» Artykuł:

★ ★ ★

Przypowieść czerpiąca z wątku weselnego została zredukowana do oczekiwania – ale też to właśnie chciał Jezus uwypuklić w przekazanym Słowie. Obserwujemy w przypowieści narastający kontrast między oczekującymi pannami. Od przygotowań, poprzez moment przyjścia, aż po nieodwracalne konsekwencje obecności lub nieobecności. Ujawnia się i nasz stan: choć należymy do jednej wspólnoty, przyjście Chrystusa ujawni pozory naszego życia, naszych oczekiwań. Przypowieść nie ma na celu nas nastraszyć, że możemy stanąć w szeregu „głupich panien”, ale wezwać do czujności, odpowiedzialności własnego życia, z dala od bezczynności. Może warto byłoby porównać się czy wręcz utożsamić z pannami głupimi dla pobudzającej refleksji, byśmy się stawali coraz bardziej podobnymi do panien mądrych. Czy nie dziwi, że liczba panien głupich i mądrych jest równa, taka sama. Może więc przypowieść wskazuje nam, że od każdego z nas zależy w którą stronę proporcje będą się przesuwały? Czy budujemy na skale, czy na piasku? Postępujemy jako mądrzy, czy niemądrzy? Baczcie więc pilnie, jak postępujecie, nie jako niemądrzy, ale jako mądrzy. Wyzyskujcie chwilę sposobną, bo dni są złe. Nie bądźcie przeto nierozsądni, lecz usiłujcie zrozumieć, co jest wolą Pana. (Ef 5, 15–17).
Zauważmy że zasnęły wszystkie oczekujące panny, mądre i głupie. Mądrość tych drugich nie polega na tym, że wiedzą, o której porze przyjdzie Oblubieniec, ale na tym, że nawet nagle zbudzone są gotowe przyjąć Go z płonącą lampą.

★ ★ ★

» Cel ćwiczenia: Powtórz dosłownie fragment rozważania o przypowieści o pannach, który zaczyna się od słów „Zauważmy że zasnęły” i biegnie dalej aż po słowa „z płonącą lampą.” włącznie.

» Dostępne dane:

★ ★ ★

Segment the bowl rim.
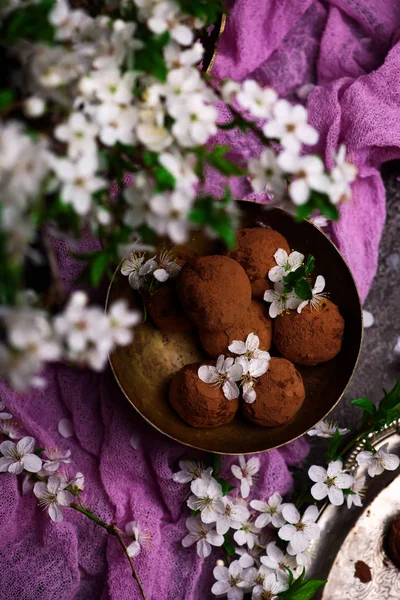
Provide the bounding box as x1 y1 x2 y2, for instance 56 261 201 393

★ ★ ★

» Rozwiązanie zadania:
Zauważmy że zasnęły wszystkie oczekujące panny, mądre i głupie. Mądrość tych drugich nie polega na tym, że wiedzą, o której porze przyjdzie Oblubieniec, ale na tym, że nawet nagle zbudzone są gotowe przyjąć Go z płonącą lampą.